[Pointing dataset records]

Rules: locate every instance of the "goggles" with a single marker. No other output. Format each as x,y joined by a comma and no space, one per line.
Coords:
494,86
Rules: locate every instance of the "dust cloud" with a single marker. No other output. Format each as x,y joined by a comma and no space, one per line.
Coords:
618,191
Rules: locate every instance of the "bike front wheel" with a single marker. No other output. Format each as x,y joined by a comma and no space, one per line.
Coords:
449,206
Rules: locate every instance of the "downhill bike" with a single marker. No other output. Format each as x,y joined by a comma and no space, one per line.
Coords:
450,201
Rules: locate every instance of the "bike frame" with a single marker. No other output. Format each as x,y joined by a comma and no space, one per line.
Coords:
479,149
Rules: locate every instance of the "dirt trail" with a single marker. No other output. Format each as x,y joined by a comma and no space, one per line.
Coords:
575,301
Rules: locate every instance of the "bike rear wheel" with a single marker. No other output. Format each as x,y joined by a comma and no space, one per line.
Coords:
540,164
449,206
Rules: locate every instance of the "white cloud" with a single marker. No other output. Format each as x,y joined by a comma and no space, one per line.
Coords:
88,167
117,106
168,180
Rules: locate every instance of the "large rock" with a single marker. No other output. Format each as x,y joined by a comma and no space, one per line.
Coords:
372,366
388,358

OBJECTIVE = Write the data back out verbatim.

EXERCISE OUTPUT =
Rules: locate every instance of the "goggles" with a single marker. No other output. Format each as x,y joined by a comma and no space, one per line.
Coords:
494,86
Rules: locate every instance of the "dust cloud" with a single marker. No other output. Format each as x,y joined by a comma and no space, one per line.
Coords:
618,191
Rules: locate every instance of the "bike front wheel" with a single marker. No other output. Format each as x,y joined by a comma and no space, one per line.
Coords:
449,206
Rules: locate every instance of the "downhill bike" with a single marker. No other output. Format each as x,y joined by a comma and no space, one per line.
Coords:
450,201
Rules: locate every instance of the "bike frame" with a single marker. No other output. Format each as x,y joined by a comma and no space, one per line.
Coords:
479,149
Rules: locate every instance of the "dirt trail" with a single marker. No other output. Format each as x,y joined by a comma and no space, one per line.
Coords:
575,301
Rules: locate every instance of the "bike rear wheel" with a single marker. No other output. Format each as x,y joined by a comma and no space, one per line.
Coords:
540,164
449,206
Rules: locate every instance of the "white cloud" with a single marker. No other output. Format each as x,y joined by a comma and no space, one per line.
Coords:
88,167
117,106
168,180
Rules: locate every instance of the "large rock" with a single marker. No other output. Format each as x,y joined by a comma and no space, one per line.
Coords:
372,366
388,358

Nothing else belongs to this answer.